* BEGIN Data provided *

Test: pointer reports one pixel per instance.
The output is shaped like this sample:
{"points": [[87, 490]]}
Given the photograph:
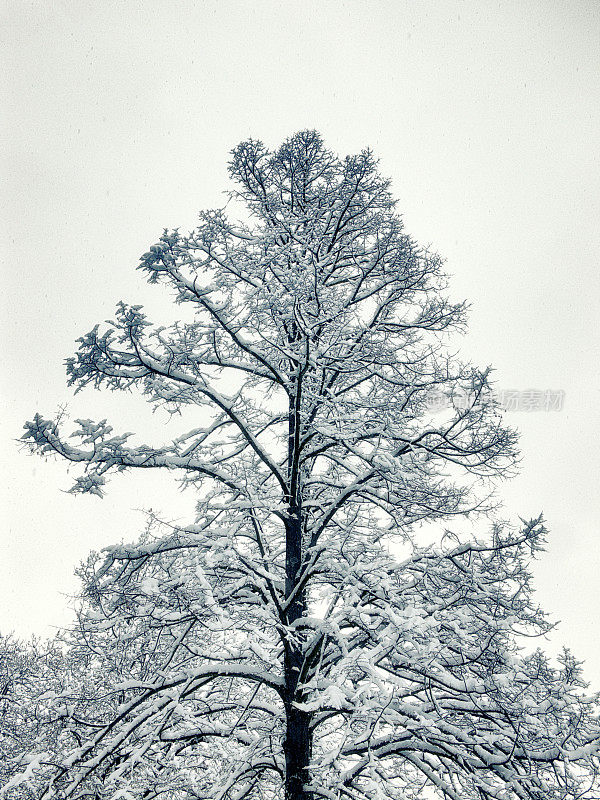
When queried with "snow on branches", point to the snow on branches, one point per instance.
{"points": [[279, 647]]}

* END Data provided *

## Requirements
Turn the lines of each item above into a numbered list, skipping any blank lines. Leave the pictures out of your answer.

## Output for this task
1. Test: pointer reports one pixel per instance.
2. The output is shaped like this sample:
3. {"points": [[87, 490]]}
4. Given the photograph:
5. When queried with "snow on branches", point to the snow on branches, one point per instance.
6. {"points": [[279, 647]]}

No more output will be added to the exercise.